---------- DATA SHOWN ----------
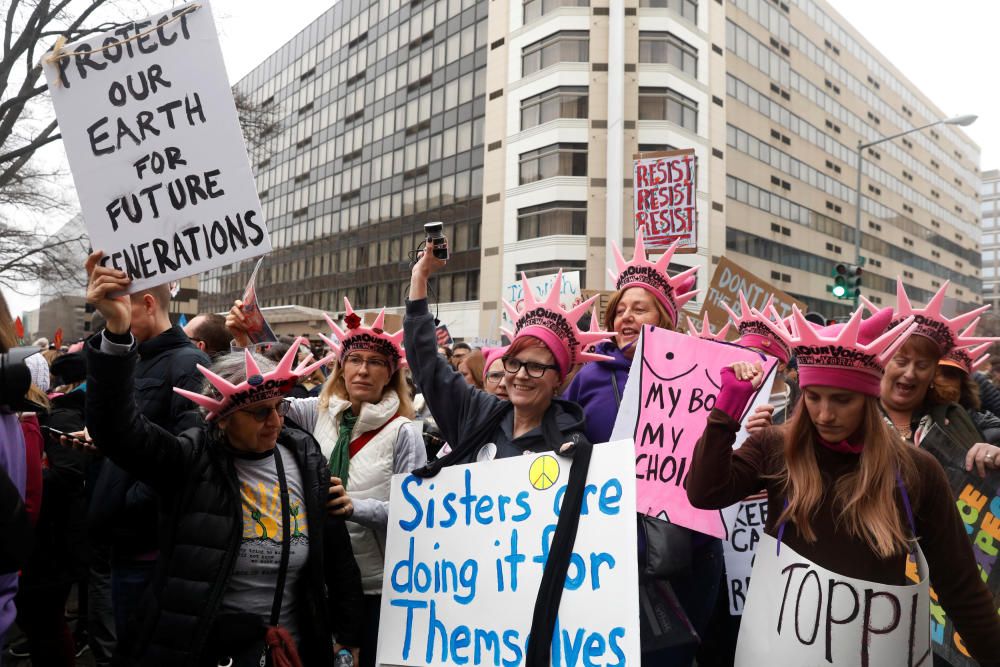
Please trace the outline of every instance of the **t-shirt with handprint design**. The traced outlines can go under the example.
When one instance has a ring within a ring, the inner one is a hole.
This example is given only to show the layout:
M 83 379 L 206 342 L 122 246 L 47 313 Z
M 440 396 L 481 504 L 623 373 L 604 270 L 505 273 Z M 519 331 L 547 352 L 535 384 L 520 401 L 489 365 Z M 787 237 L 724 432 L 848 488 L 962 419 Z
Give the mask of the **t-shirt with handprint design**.
M 299 640 L 296 623 L 296 583 L 309 557 L 309 526 L 302 492 L 302 476 L 292 452 L 278 445 L 288 484 L 290 551 L 279 623 Z M 259 614 L 264 623 L 271 617 L 274 588 L 281 564 L 281 486 L 273 452 L 234 458 L 243 504 L 243 540 L 229 587 L 222 596 L 221 611 Z

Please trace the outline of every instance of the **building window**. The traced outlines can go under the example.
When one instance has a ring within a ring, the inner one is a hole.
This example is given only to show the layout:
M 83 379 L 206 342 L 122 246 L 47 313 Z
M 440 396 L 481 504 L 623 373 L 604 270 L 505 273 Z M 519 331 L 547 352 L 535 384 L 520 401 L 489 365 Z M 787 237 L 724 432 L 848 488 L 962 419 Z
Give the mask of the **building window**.
M 524 0 L 524 23 L 531 23 L 559 7 L 589 6 L 590 0 Z
M 669 32 L 640 32 L 639 62 L 666 63 L 698 76 L 698 49 Z
M 551 144 L 521 153 L 518 172 L 521 185 L 553 176 L 586 176 L 587 144 Z
M 640 88 L 639 120 L 669 120 L 697 132 L 698 103 L 670 88 Z
M 517 211 L 517 240 L 542 236 L 587 234 L 587 204 L 582 201 L 554 201 Z
M 556 118 L 587 117 L 587 87 L 559 86 L 521 100 L 521 129 Z
M 514 267 L 514 279 L 520 280 L 522 273 L 528 276 L 528 278 L 537 278 L 538 276 L 556 273 L 559 269 L 562 269 L 563 273 L 579 271 L 580 285 L 587 284 L 587 262 L 582 259 L 553 259 L 545 262 L 518 264 Z
M 640 7 L 666 7 L 692 23 L 698 22 L 698 0 L 639 0 Z
M 556 63 L 585 63 L 590 59 L 590 35 L 585 30 L 563 30 L 524 47 L 521 76 Z

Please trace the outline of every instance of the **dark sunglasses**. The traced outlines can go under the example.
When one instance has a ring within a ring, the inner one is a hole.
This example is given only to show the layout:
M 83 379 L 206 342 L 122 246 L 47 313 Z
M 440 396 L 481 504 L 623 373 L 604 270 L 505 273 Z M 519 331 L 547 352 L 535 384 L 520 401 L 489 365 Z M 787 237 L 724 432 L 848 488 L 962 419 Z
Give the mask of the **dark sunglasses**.
M 245 412 L 246 414 L 253 417 L 255 421 L 259 421 L 260 423 L 263 424 L 264 422 L 267 421 L 267 418 L 271 416 L 272 410 L 277 412 L 279 417 L 284 417 L 285 415 L 288 414 L 288 411 L 291 409 L 292 409 L 291 401 L 283 400 L 281 401 L 281 403 L 278 403 L 277 405 L 274 406 L 265 405 L 259 408 L 244 408 L 240 410 L 240 412 Z

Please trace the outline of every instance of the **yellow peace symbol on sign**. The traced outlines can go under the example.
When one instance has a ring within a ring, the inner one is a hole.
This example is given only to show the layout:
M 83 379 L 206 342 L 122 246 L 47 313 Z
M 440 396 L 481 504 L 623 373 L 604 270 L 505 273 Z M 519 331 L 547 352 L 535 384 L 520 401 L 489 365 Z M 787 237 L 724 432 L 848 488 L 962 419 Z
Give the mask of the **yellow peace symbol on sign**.
M 558 479 L 559 461 L 556 460 L 556 457 L 546 454 L 532 461 L 531 467 L 528 469 L 528 481 L 533 487 L 544 491 L 555 484 Z

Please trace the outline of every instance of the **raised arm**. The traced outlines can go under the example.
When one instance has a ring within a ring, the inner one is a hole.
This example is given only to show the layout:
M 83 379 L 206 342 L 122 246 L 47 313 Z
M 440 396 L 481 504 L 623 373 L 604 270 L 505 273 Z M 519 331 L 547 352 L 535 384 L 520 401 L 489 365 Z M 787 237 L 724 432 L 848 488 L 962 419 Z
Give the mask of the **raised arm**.
M 132 307 L 122 294 L 129 278 L 87 258 L 87 303 L 104 316 L 104 332 L 87 341 L 87 430 L 101 452 L 136 478 L 157 489 L 176 485 L 187 472 L 191 448 L 147 420 L 135 402 L 136 345 L 129 328 Z
M 413 379 L 420 387 L 434 421 L 452 447 L 462 441 L 464 429 L 492 409 L 500 399 L 476 389 L 437 351 L 434 318 L 427 308 L 427 280 L 445 265 L 434 257 L 428 243 L 410 276 L 403 345 Z

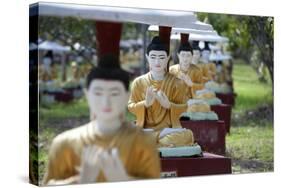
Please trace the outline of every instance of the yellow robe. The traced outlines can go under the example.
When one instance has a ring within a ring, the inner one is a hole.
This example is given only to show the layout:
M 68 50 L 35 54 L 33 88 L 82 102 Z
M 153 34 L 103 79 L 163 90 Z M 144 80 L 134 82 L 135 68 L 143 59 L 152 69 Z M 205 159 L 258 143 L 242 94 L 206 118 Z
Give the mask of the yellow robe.
M 125 123 L 112 137 L 100 137 L 94 133 L 91 123 L 58 135 L 51 145 L 47 172 L 43 184 L 52 181 L 78 183 L 83 148 L 96 145 L 105 149 L 118 148 L 127 174 L 132 178 L 159 178 L 160 159 L 153 136 L 140 128 Z M 101 171 L 97 182 L 106 178 Z
M 195 92 L 197 90 L 204 89 L 203 74 L 200 71 L 200 68 L 196 65 L 191 64 L 188 70 L 186 72 L 183 72 L 180 70 L 180 65 L 176 64 L 170 67 L 169 72 L 175 75 L 176 77 L 179 76 L 180 72 L 188 75 L 191 81 L 193 82 L 193 96 L 195 95 Z
M 163 108 L 157 100 L 148 108 L 144 106 L 146 90 L 150 86 L 157 90 L 161 89 L 167 95 L 171 102 L 170 109 Z M 149 72 L 133 81 L 128 109 L 136 115 L 136 124 L 140 127 L 156 131 L 163 128 L 179 128 L 181 127 L 179 117 L 186 112 L 186 101 L 191 97 L 192 88 L 186 87 L 182 80 L 172 74 L 166 73 L 164 80 L 155 81 Z
M 217 74 L 217 67 L 215 63 L 207 63 L 207 67 L 209 69 L 209 75 L 211 79 L 214 79 L 215 75 Z
M 204 64 L 204 63 L 198 63 L 196 64 L 196 66 L 200 69 L 201 71 L 201 74 L 202 74 L 202 79 L 203 79 L 203 83 L 206 83 L 208 82 L 211 77 L 210 77 L 210 74 L 209 74 L 209 67 L 207 66 L 207 64 Z

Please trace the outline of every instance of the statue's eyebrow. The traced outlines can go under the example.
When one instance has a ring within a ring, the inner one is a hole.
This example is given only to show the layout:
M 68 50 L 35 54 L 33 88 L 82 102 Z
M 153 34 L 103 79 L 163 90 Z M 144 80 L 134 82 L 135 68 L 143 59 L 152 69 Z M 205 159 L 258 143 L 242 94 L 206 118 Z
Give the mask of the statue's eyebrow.
M 103 90 L 103 88 L 100 87 L 100 86 L 96 86 L 96 87 L 94 87 L 93 89 L 94 89 L 95 91 L 102 91 L 102 90 Z
M 121 92 L 120 88 L 118 87 L 112 87 L 109 89 L 110 91 L 118 91 L 118 92 Z

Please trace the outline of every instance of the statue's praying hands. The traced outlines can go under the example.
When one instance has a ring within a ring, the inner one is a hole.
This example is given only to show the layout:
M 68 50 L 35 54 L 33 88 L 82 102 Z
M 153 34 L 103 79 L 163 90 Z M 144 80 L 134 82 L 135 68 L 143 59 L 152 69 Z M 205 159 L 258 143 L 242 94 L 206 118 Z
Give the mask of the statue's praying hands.
M 184 74 L 184 73 L 181 72 L 179 74 L 178 78 L 183 80 L 185 82 L 185 84 L 188 85 L 189 87 L 193 86 L 193 82 L 192 82 L 191 78 L 187 74 Z
M 153 102 L 155 101 L 155 91 L 153 87 L 148 87 L 146 90 L 146 95 L 145 95 L 145 102 L 144 105 L 146 107 L 150 107 Z
M 100 171 L 108 181 L 130 179 L 116 148 L 107 150 L 96 146 L 86 147 L 82 154 L 80 183 L 96 182 Z
M 99 157 L 101 148 L 88 146 L 84 148 L 81 157 L 80 183 L 93 183 L 100 172 Z
M 167 97 L 167 95 L 159 90 L 156 95 L 155 98 L 157 99 L 157 101 L 160 103 L 160 105 L 166 109 L 169 109 L 171 107 L 171 103 Z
----------
**EXERCISE PROMPT**: Looking only at the data above, say how many of its lines contain the string "outline", and nothing more.

**RESULT OF THE EXERCISE**: 8